**DOCUMENT SEGMENT**
Biomechanical analysis of spasticity treatment in patients with multiple sclerosis

Participants

All study participants were recruited from the Washington, DC Veterans Affairs Medical Center (DC VAMC).Twelve patients met the McDonald diagnostic criteria [Polman et al. 2011] and had mild to moderate limb spasticity that was either currently or previously treated with standard anti-spasticity medications. Patients were excluded on the basis of history of other neurological disorders (e.g. stroke), history of severe psychiatric disturbance (e.g. schizophrenia), an MS exacerbation within the last month, and current participation in rehabilitation therapies or interventions for the hand. The research protocol was approved by the Institutional Review Board at the DC VAMC.

**SOURCE DATA**
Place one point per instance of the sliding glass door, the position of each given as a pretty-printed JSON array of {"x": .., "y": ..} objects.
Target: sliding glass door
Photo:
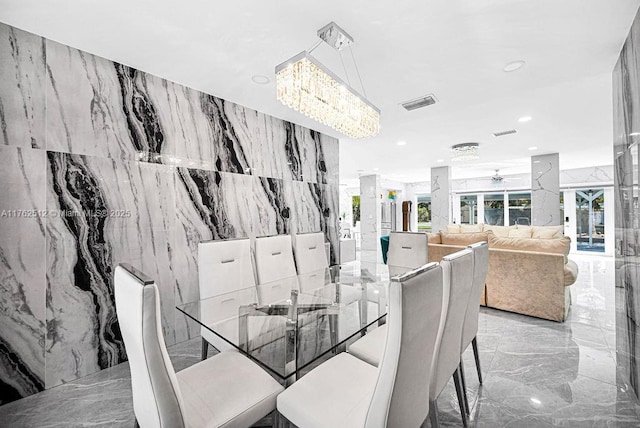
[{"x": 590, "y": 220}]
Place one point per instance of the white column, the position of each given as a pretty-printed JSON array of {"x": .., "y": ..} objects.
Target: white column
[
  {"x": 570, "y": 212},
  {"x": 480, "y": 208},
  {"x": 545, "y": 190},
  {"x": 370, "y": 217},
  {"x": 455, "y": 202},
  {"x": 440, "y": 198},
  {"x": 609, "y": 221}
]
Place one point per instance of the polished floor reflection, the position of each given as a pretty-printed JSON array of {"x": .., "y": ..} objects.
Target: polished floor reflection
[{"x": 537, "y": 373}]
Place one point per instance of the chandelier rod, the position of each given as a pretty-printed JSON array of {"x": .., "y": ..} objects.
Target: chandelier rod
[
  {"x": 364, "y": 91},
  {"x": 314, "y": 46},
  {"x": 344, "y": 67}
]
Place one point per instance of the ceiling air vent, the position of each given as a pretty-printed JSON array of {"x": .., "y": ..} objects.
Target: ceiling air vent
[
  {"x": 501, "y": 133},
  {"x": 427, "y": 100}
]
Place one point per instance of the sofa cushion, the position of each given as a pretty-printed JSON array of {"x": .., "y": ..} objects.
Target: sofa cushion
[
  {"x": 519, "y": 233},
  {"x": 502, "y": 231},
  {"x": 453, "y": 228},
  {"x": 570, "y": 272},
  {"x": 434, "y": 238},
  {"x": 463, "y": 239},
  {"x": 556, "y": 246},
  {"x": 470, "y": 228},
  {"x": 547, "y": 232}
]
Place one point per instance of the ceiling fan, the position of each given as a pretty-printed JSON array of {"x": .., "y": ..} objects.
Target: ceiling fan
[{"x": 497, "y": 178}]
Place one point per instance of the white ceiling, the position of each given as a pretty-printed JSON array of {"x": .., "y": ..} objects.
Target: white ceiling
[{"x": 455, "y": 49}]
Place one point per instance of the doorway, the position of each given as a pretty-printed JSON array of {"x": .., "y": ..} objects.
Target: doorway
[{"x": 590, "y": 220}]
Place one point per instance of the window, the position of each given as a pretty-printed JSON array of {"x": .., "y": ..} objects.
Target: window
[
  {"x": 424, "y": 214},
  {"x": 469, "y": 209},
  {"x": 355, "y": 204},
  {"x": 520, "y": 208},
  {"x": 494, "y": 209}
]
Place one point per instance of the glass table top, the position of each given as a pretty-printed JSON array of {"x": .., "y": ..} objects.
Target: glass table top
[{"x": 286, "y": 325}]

==

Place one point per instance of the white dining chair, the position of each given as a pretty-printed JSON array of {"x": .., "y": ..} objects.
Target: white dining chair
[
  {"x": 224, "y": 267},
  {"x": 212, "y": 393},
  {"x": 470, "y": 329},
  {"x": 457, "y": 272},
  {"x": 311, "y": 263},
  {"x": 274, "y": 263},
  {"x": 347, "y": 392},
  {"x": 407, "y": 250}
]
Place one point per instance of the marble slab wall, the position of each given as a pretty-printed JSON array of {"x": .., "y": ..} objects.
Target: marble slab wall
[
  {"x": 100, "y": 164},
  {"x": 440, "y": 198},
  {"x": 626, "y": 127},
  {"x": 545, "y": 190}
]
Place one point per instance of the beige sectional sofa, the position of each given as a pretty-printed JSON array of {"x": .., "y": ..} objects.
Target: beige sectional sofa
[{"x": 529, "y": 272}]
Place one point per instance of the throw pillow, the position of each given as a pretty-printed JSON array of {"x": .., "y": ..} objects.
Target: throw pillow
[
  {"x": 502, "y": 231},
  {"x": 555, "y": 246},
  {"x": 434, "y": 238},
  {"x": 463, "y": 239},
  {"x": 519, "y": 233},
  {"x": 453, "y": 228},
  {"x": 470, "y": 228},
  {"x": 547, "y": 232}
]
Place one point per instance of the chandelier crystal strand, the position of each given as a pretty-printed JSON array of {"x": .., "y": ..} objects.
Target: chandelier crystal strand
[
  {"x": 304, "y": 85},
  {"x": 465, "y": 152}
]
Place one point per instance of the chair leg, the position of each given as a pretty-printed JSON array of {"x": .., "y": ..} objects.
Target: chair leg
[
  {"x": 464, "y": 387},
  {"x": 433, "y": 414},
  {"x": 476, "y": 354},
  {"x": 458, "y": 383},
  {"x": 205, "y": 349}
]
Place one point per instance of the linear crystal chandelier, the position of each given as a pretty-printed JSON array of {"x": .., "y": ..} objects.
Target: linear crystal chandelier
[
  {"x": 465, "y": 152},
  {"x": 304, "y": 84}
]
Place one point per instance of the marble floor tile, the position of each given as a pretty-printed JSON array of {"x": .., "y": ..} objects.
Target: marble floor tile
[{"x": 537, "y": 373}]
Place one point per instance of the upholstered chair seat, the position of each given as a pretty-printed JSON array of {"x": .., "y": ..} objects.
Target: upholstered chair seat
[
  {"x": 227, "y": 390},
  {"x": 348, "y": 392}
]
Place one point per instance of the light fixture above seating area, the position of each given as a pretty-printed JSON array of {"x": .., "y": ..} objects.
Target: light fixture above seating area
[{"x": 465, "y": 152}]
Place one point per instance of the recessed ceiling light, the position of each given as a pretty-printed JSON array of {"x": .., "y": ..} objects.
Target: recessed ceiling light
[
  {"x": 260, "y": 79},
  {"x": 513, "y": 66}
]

**EXERCISE SET**
1. Answer each question using the multiple sclerosis spasticity text:
(a) From which medical center were all participants recruited?
(b) How many patients met the McDonald diagnostic criteria?
(c) Which body approved the research protocol?
2. Copy the part of the multiple sclerosis spasticity text that opens with the words containing "Biomechanical analysis of" and closes with "the DC VAMC.", and change "mild to moderate" to "moderate to severe".
3. Go on with the multiple sclerosis spasticity text from where it stops.
The entries play no part in this work.

**ANSWERS GIVEN**
1.
(a) The Washington, DC Veterans Affairs Medical Center (DC VAMC)
(b) Twelve
(c) The Institutional Review Board at the DC VAMC

2.
Biomechanical analysis of spasticity treatment in patients with multiple sclerosis

Participants

All study participants were recruited from the Washington, DC Veterans Affairs Medical Center (DC VAMC).Twelve patients met the McDonald diagnostic criteria [Polman et al. 2011] and had moderate to severe limb spasticity that was either currently or previously treated with standard anti-spasticity medications. Patients were excluded on the basis of history of other neurological disorders (e.g. stroke), history of severe psychiatric disturbance (e.g. schizophrenia), an MS exacerbation within the last month, and current participation in rehabilitation therapies or interventions for the hand. The research protocol was approved by the Institutional Review Board at the DC VAMC.

3.
Study design

Upon entering the study, participants were weaned from their baclofen over a period of 1 month. After this washout, a baseline clinical evaluation was performed, consisting of the following assessments: the MAS of muscle spasticity [Ansari et al. 2012], TS for the measurement of spasticity [Rivard et al. 2009], and the Kurtzke Expanded Disability Status Scale (EDSS) [Kurtzke, 1983]. These three clinical morbidity scales were administered by a trained neurologist. For the MAS and TS, a single representative score was obtained in the major muscle groups of the upper extremity by averaging the two independent scores. TAMI robotic assessments were also obtained at baseline by a trained research assistant. After titration of baclofen to optimize control of spasticity in each patient (30–90 mg/day), the MAS, TS and TAMI assessments were repeated 1 month from the baseline assessment. We retained only the triceps and biceps + triceps content from the MAS, and elbow and elbow + wrist content from the TS. Both instruments were administered in their entirety, per protocol, but we selected only those aspects which we anticipated would have greatest relevance to the kinematic measure (i.e. gross motor control about the elbow), and discarded data which might obscure this effect. The EDSS is a broader measure without such specificity, and so all data were retained from the EDSS.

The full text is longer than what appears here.